:: TEXT SECTION ::

Ana Novoa1,2,3, Jan-Hendrik Keet4, Luís González5, Yaiza Lechuga-Lago5 and Johannes J. Le Roux2,4,6
1Department of Invasion Ecology, Institute of Botany, Czech Academy of Sciences, 252 43 Průhonice, Czech Republic
2Centre for Invasion Biology, Department of Botany and Zoology, Stellenbosch University, Matieland, South Africa
3Invasive Species Programme, South African National Biodiversity Institute, Kirstenbosch Research Centre, Claremont, South Africa
4Department of Botany and Zoology, Stellenbosch University, Matieland, South Africa
5Laboratorio de investigación n21, Ecofisioloxía, Departamento de Bioloxía Vexetal e Ciencias do Solo, Edificio de Ciencias Experimentais, University of Vigo, Campus Universitario, As Lagoas Marcosende, Vigo, Pontevedra, Spain
6Department of Biological Sciences, Macquarie University, Sydney, NSW, 2109, Australia
Coastal dune areas are ecosystems of a high conservation and socioeconomic value and are strongly impacted by habitat destruction and biological invasions globally. Here, we assessed how human disturbance and invasion by Carpobrotus edulis affect these systems on the north-western coast of Spain, by comparing the soil characteristics (pH, conductivity, water content, nutrients and enzymatic activities), the diversity, structure and composition of the soil bacterial communities, and the fitness correlates of C. edulis and native plants (germination and early growth) between uninvaded and invaded soils from urban and natural coastal dune areas. We found that human disturbance impacts coastal dune areas by increasing the soil organic matter and water content, modifying soil nutrients and cycles, reducing the soil pH, increasing the diversity of the bacterial communities and affecting the establishment of the native plants in urban soils. The invasion of C. edulis further increases these impacts. These results show the dynamic and multiple dimensions of urbanization and invasive plant impacts in coastal dune areas.

:::
:: RECORDS SHOWN ::

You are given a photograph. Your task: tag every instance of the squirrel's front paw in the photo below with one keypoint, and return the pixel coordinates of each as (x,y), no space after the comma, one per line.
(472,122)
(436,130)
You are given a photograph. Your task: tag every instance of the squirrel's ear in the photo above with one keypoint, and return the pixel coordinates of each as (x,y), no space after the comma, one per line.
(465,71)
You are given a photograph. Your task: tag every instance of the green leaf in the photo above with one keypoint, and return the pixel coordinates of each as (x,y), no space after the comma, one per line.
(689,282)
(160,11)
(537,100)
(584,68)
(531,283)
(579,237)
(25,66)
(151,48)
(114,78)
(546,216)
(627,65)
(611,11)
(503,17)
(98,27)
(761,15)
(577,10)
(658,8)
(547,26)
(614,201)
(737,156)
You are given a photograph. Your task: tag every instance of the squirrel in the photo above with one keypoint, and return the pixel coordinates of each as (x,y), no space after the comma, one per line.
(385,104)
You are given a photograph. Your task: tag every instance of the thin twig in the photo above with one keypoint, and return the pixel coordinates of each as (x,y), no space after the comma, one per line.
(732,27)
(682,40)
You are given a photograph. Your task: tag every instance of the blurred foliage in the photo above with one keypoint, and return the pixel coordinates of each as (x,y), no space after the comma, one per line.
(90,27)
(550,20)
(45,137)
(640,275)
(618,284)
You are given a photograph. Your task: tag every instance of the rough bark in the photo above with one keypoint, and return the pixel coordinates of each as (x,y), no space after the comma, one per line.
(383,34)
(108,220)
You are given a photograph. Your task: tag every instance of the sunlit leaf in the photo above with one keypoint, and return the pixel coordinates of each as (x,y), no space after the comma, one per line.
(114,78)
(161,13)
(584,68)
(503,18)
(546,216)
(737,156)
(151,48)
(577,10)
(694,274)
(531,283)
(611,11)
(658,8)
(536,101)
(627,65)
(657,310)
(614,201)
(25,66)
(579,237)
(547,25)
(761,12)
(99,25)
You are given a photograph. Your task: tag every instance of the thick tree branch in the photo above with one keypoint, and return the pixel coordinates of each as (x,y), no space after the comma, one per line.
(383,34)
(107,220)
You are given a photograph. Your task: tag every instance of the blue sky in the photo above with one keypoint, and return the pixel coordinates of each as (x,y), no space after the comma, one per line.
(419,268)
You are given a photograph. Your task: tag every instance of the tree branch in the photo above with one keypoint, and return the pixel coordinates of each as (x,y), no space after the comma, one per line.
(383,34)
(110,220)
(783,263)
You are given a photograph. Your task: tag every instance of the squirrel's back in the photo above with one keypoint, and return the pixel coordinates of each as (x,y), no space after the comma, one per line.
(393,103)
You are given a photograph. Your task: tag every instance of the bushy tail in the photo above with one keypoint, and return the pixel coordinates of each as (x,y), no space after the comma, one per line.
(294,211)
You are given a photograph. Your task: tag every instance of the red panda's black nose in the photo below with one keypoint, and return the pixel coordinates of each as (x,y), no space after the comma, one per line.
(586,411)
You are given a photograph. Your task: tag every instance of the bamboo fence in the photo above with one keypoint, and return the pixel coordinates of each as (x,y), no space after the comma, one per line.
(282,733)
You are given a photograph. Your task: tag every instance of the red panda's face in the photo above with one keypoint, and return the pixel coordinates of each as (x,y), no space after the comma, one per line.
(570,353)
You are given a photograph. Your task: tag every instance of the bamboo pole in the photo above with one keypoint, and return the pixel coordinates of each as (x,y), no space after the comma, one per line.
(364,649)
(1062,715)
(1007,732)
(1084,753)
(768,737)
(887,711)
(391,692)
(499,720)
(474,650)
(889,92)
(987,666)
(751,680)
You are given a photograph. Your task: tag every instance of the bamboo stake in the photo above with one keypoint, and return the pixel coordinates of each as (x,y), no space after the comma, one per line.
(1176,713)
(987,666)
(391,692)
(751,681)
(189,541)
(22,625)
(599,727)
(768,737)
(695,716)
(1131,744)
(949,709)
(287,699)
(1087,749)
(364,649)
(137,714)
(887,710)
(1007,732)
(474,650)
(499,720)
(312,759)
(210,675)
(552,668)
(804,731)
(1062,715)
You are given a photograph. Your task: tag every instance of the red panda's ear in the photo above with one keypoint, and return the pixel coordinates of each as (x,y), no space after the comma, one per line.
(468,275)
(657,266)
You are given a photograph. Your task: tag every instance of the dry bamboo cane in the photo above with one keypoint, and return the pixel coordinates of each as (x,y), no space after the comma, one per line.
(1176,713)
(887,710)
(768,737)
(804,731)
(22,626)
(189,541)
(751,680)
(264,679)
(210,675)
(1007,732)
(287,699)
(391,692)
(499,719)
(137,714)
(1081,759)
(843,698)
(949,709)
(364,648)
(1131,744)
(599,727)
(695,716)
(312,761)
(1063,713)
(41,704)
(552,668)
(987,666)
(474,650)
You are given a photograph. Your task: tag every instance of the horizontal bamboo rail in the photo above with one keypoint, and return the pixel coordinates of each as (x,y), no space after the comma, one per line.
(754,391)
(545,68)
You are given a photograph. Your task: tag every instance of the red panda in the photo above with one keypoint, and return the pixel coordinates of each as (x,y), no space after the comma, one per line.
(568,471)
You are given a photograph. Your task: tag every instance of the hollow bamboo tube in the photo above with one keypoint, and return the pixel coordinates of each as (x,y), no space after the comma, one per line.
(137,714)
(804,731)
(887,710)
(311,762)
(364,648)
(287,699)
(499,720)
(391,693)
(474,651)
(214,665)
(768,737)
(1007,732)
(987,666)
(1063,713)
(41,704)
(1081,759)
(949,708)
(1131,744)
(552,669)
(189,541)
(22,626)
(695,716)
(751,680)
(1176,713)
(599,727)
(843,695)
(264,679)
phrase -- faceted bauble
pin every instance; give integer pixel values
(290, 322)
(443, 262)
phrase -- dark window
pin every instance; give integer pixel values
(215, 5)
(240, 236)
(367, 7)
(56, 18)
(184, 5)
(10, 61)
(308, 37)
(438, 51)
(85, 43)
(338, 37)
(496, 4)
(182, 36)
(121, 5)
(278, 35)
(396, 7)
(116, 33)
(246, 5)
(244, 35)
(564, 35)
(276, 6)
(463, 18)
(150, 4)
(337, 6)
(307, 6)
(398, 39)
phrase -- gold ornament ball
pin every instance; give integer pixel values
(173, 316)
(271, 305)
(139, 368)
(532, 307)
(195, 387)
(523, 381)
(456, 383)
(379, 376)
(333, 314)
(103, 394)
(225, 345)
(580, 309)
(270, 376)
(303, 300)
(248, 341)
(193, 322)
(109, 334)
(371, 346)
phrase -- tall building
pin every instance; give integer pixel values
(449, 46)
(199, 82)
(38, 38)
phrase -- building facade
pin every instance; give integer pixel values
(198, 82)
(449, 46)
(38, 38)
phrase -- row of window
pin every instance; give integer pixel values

:::

WORK ORDER
According to the text on coastal dune areas, on which stretch of coast was the study carried out?

FINISHED EXERCISE
The north-western coast of Spain.